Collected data
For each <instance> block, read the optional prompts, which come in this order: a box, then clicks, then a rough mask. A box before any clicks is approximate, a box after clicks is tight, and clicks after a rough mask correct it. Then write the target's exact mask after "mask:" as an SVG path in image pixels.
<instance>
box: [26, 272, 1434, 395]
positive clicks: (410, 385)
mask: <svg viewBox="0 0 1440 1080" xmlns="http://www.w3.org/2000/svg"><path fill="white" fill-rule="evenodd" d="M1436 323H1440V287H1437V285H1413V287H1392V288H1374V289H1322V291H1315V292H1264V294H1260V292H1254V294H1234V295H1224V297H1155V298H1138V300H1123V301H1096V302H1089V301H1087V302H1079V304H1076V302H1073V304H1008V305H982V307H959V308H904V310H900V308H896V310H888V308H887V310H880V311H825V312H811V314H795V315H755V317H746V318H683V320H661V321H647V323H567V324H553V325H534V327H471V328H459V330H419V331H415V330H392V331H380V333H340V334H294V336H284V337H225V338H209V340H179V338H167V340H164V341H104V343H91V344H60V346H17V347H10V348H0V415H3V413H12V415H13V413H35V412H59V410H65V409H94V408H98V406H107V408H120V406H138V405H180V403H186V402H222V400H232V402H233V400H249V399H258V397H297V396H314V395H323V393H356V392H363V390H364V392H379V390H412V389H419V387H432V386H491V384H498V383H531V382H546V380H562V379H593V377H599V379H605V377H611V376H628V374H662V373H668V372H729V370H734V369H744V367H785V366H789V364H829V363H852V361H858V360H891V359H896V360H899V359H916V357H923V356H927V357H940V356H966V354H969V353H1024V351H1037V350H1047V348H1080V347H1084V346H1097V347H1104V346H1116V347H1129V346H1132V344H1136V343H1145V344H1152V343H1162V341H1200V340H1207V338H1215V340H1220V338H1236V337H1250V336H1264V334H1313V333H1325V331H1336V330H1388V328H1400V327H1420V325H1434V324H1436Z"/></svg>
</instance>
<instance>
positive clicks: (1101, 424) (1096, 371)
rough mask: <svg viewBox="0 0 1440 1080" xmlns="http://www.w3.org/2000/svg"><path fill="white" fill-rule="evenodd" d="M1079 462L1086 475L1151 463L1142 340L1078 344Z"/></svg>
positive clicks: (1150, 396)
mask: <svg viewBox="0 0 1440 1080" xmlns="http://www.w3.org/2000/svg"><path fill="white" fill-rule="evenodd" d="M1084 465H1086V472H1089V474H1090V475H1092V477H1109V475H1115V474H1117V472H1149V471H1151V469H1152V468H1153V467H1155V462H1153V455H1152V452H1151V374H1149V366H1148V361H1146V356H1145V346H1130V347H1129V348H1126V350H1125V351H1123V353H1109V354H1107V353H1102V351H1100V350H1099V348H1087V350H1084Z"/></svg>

▸ Exercise aim:
Return every row above word for word, without changing anything.

▸ Response:
For each <instance> block, read the optional prompts, which come in this order: a box, then clicks, then a rough mask. A box before any clicks is approximate, a box after clicks is tight, and clicks after a rough mask correct it. Then write the target's exact mask after "mask:" as an SVG path in image pixels.
<instance>
box: [26, 272, 1434, 395]
positive clicks: (410, 385)
mask: <svg viewBox="0 0 1440 1080" xmlns="http://www.w3.org/2000/svg"><path fill="white" fill-rule="evenodd" d="M1436 323H1440V287H1437V285H1413V287H1392V288H1374V289H1322V291H1315V292H1264V294H1260V292H1254V294H1234V295H1224V297H1155V298H1138V300H1123V301H1096V302H1089V301H1087V302H1079V304H1076V302H1073V304H1008V305H982V307H959V308H904V310H900V308H896V310H888V308H887V310H880V311H825V312H811V314H795V315H755V317H746V318H683V320H661V321H647V323H567V324H553V325H534V327H471V328H459V330H419V331H415V330H392V331H380V333H340V334H294V336H284V337H225V338H209V340H179V338H167V340H164V341H104V343H91V344H60V346H17V347H10V348H0V415H3V413H12V415H13V413H35V412H59V410H65V409H94V408H98V406H107V408H120V406H138V405H180V403H186V402H222V400H232V402H233V400H249V399H258V397H297V396H314V395H323V393H356V392H363V390H364V392H379V390H412V389H419V387H432V386H491V384H498V383H531V382H546V380H562V379H593V377H599V379H605V377H611V376H628V374H662V373H668V372H729V370H734V369H744V367H785V366H789V364H829V363H852V361H858V360H891V359H896V360H899V359H916V357H923V356H927V357H940V356H966V354H969V353H1024V351H1037V350H1047V348H1080V347H1084V346H1097V347H1104V346H1116V347H1129V346H1132V344H1136V343H1145V344H1152V343H1162V341H1200V340H1207V338H1215V340H1220V338H1236V337H1250V336H1264V334H1313V333H1325V331H1336V330H1388V328H1400V327H1420V325H1434V324H1436Z"/></svg>
</instance>
<instance>
positive clicks: (1101, 424) (1096, 371)
rough mask: <svg viewBox="0 0 1440 1080" xmlns="http://www.w3.org/2000/svg"><path fill="white" fill-rule="evenodd" d="M1079 462L1086 475L1151 463L1142 340L1078 344Z"/></svg>
positive clicks: (1150, 396)
mask: <svg viewBox="0 0 1440 1080" xmlns="http://www.w3.org/2000/svg"><path fill="white" fill-rule="evenodd" d="M1084 465H1086V472H1089V474H1090V475H1092V477H1109V475H1115V474H1117V472H1149V471H1151V469H1152V468H1153V467H1155V462H1153V455H1152V452H1151V374H1149V366H1148V361H1146V356H1145V346H1130V347H1129V348H1126V350H1125V351H1123V353H1109V354H1107V353H1102V351H1100V350H1099V348H1087V350H1084Z"/></svg>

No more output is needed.